* _ACTIVITY_: From the data underneath, reproduce exactly the stretch that begins at the line with "Target: gold picture frame" and ends after the line with "red flower, each".

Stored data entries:
_ _ _
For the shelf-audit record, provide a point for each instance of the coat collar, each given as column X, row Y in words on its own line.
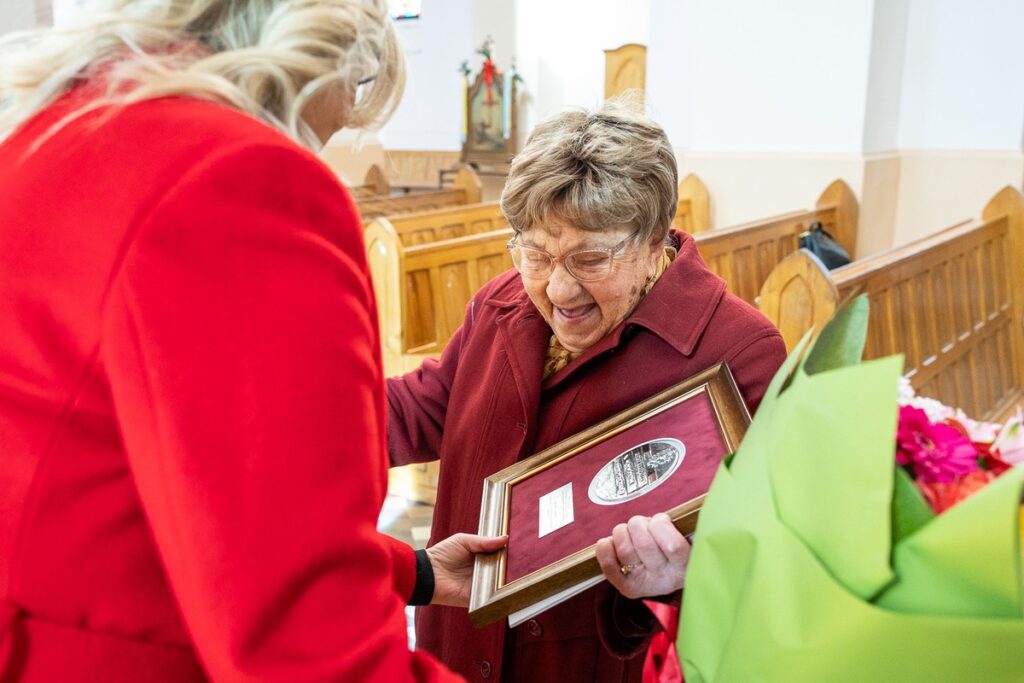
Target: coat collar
column 677, row 309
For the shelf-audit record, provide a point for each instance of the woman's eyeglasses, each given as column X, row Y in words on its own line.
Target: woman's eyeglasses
column 585, row 264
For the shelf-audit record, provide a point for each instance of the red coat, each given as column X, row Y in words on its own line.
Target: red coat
column 192, row 411
column 483, row 407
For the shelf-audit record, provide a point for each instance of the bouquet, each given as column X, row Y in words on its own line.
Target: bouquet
column 852, row 539
column 948, row 455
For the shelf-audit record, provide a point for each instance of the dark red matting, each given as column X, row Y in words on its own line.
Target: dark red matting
column 692, row 422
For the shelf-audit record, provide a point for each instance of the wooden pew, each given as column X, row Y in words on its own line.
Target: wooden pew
column 743, row 255
column 466, row 189
column 374, row 184
column 951, row 303
column 430, row 263
column 423, row 285
column 693, row 209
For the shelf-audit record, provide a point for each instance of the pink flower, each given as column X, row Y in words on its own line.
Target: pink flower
column 933, row 453
column 1010, row 442
column 943, row 496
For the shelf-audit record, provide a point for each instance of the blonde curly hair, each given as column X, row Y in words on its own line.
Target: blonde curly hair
column 268, row 58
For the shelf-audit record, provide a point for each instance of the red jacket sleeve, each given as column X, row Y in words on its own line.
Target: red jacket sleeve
column 240, row 340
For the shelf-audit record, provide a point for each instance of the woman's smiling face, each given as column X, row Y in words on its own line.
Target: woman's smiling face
column 582, row 312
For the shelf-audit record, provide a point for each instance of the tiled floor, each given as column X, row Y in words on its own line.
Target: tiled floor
column 407, row 520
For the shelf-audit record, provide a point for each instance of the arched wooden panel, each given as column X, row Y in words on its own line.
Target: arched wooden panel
column 625, row 69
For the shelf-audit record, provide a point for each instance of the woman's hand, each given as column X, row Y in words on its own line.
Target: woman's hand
column 645, row 557
column 452, row 560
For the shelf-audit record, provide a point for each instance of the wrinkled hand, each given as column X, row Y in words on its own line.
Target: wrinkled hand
column 653, row 552
column 453, row 563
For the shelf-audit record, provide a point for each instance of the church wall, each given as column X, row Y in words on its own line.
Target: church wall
column 16, row 15
column 962, row 113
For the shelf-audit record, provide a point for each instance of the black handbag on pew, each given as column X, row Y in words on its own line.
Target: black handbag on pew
column 817, row 241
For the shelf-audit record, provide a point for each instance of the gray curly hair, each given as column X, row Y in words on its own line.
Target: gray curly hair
column 596, row 170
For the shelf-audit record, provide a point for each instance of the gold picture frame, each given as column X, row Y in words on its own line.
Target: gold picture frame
column 493, row 597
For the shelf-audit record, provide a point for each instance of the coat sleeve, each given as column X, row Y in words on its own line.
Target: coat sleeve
column 240, row 340
column 755, row 363
column 417, row 401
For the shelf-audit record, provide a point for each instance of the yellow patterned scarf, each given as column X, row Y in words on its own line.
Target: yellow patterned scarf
column 558, row 356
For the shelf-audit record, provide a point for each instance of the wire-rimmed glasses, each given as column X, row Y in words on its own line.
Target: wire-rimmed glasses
column 584, row 264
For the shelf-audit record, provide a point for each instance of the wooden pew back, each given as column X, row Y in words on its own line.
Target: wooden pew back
column 428, row 264
column 745, row 254
column 466, row 189
column 951, row 303
column 374, row 184
column 693, row 208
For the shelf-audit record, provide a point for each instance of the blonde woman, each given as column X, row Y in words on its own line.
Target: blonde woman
column 187, row 326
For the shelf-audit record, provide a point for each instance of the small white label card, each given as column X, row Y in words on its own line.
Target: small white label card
column 555, row 509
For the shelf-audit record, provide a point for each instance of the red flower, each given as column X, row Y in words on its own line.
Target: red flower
column 942, row 496
column 933, row 453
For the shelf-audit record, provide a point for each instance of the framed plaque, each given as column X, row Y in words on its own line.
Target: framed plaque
column 657, row 456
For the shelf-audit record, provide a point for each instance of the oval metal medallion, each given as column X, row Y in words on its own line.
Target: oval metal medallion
column 637, row 471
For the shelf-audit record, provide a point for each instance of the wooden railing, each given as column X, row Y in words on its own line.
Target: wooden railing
column 466, row 189
column 374, row 184
column 951, row 303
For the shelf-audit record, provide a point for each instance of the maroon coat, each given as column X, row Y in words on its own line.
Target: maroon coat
column 484, row 406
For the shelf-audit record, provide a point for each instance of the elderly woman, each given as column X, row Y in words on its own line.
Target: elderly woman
column 187, row 326
column 606, row 307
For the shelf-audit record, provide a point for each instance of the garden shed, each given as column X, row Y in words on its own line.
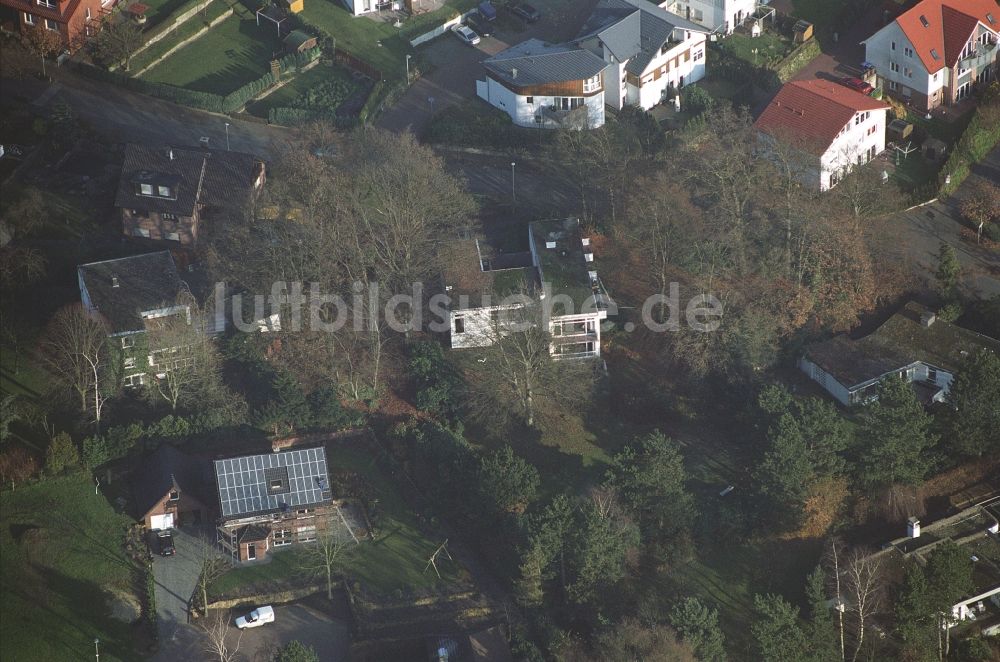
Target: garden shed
column 298, row 41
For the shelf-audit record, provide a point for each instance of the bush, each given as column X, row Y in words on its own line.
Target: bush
column 61, row 454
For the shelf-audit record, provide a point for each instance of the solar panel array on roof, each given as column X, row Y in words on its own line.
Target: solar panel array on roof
column 257, row 484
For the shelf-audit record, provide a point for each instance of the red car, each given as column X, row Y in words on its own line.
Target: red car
column 857, row 85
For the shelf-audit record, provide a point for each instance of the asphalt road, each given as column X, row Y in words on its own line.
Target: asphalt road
column 125, row 116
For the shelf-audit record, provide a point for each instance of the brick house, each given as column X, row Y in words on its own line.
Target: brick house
column 165, row 193
column 272, row 500
column 74, row 20
column 171, row 489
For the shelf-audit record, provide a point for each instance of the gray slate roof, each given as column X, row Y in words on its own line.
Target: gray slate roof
column 538, row 63
column 145, row 282
column 633, row 30
column 261, row 484
column 207, row 177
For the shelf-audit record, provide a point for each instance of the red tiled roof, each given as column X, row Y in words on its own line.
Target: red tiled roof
column 815, row 111
column 949, row 24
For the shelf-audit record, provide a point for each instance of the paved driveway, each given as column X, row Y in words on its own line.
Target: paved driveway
column 175, row 578
column 329, row 637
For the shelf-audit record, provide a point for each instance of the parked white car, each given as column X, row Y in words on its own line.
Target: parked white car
column 466, row 34
column 256, row 618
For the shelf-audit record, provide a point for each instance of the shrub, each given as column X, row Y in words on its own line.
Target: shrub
column 61, row 454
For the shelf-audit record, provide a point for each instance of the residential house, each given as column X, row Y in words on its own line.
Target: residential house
column 170, row 489
column 489, row 294
column 74, row 20
column 722, row 16
column 974, row 530
column 165, row 193
column 131, row 294
column 546, row 85
column 649, row 51
column 272, row 500
column 913, row 344
column 832, row 128
column 937, row 52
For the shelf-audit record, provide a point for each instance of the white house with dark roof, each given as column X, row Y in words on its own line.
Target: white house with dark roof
column 913, row 344
column 164, row 192
column 546, row 85
column 722, row 16
column 130, row 293
column 272, row 500
column 938, row 51
column 649, row 51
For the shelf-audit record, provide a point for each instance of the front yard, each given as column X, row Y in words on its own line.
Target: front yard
column 222, row 60
column 64, row 567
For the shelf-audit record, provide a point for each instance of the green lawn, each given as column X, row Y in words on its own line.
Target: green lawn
column 61, row 548
column 770, row 48
column 227, row 57
column 320, row 88
column 394, row 560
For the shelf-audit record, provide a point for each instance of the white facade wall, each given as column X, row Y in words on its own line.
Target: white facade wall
column 526, row 114
column 651, row 90
column 857, row 141
column 721, row 16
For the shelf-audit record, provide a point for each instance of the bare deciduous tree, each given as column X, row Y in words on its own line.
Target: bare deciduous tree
column 217, row 644
column 865, row 585
column 323, row 557
column 74, row 348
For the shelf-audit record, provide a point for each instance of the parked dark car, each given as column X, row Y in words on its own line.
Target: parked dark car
column 857, row 85
column 526, row 12
column 479, row 25
column 165, row 543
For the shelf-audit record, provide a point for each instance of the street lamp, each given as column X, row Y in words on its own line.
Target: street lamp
column 513, row 194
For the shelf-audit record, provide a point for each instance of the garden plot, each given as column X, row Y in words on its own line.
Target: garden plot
column 233, row 53
column 321, row 89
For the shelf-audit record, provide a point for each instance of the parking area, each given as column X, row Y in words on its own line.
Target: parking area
column 175, row 578
column 456, row 66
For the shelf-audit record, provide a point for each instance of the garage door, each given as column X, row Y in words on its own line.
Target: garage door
column 162, row 521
_ _ _
* _ANSWER FOR THE TASK_:
Target: gold picture frame
column 493, row 597
For the shelf-audit record, provide a point for each instance of the coat sleeve, each given as column X, row Y in words on its own line.
Target: coat sleeve
column 240, row 340
column 755, row 363
column 417, row 401
For the shelf-audit record, provide a point for each instance of the yellow patterned scarf, each given as column X, row Y in words on its own line.
Target: yellow patterned scarf
column 558, row 356
For the shelf-audit record, provide a point for each instance of the wire-rimmed glasses, each given as column X, row Y in words on its own line.
Target: wire-rimmed glasses
column 584, row 264
For the shelf-audit record, provide a point for each instance of the wooden pew back, each given as column X, row Y in words on its own line.
Target: wooden pew back
column 428, row 264
column 745, row 254
column 466, row 189
column 951, row 303
column 374, row 184
column 693, row 208
For the shelf-audit record, provide a point for each instance of the blonde woman, each given as column X, row Y in words on its own line.
Target: blonde woman
column 187, row 326
For the shelf-audit record, provide a point for each instance of the small white label card, each given as column X, row Y in words on its own line.
Target: small white label card
column 555, row 509
For the shelf-audit record, provide a point for each instance of the red flower, each given as column X, row Y in words on its own line.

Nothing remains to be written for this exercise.